§ TEXT EXTRACT:
━━━━━━━━━━━━━━━━━━━━━━━━━━━━━━

Smoke on the Water - Deep Purple


----------



## Erich (Dec 19, 2006)

interesting the feed isn't so great, but sit back with a cold one


_View: https://www.youtube.com/watch?v=Ogt15R8Nv6w_


----------



## Gnomey (Dec 19, 2006)

I like that one Adler.

Metallica - The Unforgiven II


----------



## cheddar cheese (Dec 19, 2006)

Alter Bridge - Find The Real


----------



## DerAdlerIstGelandet (Dec 20, 2006)

Ride the Lightning - Metallica


----------



## Smokey (Dec 20, 2006)

Pretty Little Ditty - Red Hot Chilli Peppers


----------



## Gnomey (Dec 20, 2006)

Metallica - Wherever I may Roam


----------



## Matt308 (Dec 20, 2006)

The Treble Boys - One Kiss

(think Beatles)


----------



## Matt308 (Dec 21, 2006)

Bjork - Joga

What utter tripe.


----------



## Nonskimmer (Dec 22, 2006)

Yep. 

Luciano Pavarotti - Ave Maria


----------



## DerAdlerIstGelandet (Dec 23, 2006)

━━━━━━━━━━━━━━━━━━━━━━━━━━━━━━

§ SUPPLIED DATA:
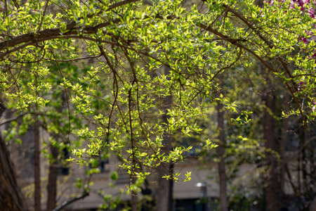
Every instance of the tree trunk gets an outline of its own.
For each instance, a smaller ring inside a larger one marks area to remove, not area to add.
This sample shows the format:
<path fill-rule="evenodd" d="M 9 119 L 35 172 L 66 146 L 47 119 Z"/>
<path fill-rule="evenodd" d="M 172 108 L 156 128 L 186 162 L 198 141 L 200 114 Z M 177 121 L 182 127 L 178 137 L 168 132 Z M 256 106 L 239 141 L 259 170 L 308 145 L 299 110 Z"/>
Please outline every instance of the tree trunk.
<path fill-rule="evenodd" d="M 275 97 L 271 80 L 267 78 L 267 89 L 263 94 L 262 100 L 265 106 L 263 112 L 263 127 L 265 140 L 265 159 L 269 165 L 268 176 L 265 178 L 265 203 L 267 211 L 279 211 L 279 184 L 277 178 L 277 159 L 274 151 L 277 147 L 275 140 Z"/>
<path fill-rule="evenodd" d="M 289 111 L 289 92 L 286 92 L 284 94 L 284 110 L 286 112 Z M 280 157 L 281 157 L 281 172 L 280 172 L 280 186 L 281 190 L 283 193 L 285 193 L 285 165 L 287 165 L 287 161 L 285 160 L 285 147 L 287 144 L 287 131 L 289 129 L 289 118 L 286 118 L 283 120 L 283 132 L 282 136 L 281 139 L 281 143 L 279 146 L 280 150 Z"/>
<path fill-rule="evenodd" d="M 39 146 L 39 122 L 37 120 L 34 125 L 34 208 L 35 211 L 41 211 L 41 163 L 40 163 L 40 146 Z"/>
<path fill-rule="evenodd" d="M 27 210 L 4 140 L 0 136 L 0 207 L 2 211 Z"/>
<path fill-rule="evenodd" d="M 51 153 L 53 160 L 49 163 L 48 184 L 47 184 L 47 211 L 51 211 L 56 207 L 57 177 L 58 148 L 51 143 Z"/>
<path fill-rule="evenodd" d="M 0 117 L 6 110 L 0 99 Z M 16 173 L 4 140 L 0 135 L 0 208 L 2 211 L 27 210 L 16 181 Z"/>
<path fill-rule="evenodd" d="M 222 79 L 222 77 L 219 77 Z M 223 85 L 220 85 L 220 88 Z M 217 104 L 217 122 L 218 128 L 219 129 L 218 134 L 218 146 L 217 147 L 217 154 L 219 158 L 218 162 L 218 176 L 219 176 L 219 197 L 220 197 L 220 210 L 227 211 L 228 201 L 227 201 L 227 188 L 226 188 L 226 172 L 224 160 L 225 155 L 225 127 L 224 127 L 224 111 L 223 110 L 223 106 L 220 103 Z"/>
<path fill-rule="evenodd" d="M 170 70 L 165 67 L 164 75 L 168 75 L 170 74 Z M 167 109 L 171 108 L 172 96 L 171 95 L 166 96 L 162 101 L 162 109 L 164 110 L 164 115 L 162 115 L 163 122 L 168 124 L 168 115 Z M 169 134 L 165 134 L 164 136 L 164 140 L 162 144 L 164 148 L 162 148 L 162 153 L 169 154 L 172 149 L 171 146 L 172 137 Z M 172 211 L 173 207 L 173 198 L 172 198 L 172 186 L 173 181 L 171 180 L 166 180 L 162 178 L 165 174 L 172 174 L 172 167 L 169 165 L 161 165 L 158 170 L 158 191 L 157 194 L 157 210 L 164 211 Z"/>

━━━━━━━━━━━━━━━━━━━━━━━━━━━━━━

§ TO-DO LIST:
• A. In the song thread, which song did Matt308 post on Dec 21, 2006?
• B. Render the stretch of the records from their start through the line containing "275 97 L 271" as a JSON list of strings, one per line, with blank lines left out. Leave the pictures out of the answer.

§ FULL ANSWERS:
• A. Bjork - Joga

• B.
[
  "Every instance of the tree trunk gets an outline of its own.",
  "For each instance, a smaller ring inside a larger one marks area to remove, not area to add.",
  "This sample shows the format:",
  "<path fill-rule=\"evenodd\" d=\"M 9 119 L 35 172 L 66 146 L 47 119 Z\"/>",
  "<path fill-rule=\"evenodd\" d=\"M 172 108 L 156 128 L 186 162 L 198 141 L 200 114 Z M 177 121 L 182 127 L 178 137 L 168 132 Z M 256 106 L 239 141 L 259 170 L 308 145 L 299 110 Z\"/>",
  "Please outline every instance of the tree trunk.",
  "<path fill-rule=\"evenodd\" d=\"M 275 97 L 271 80 L 267 78 L 267 89 L 263 94 L 262 100 L 265 106 L 263 112 L 263 127 L 265 140 L 265 159 L 269 165 L 268 176 L 265 178 L 265 203 L 267 211 L 279 211 L 279 184 L 277 178 L 277 159 L 274 151 L 277 147 L 275 140 Z\"/>"
]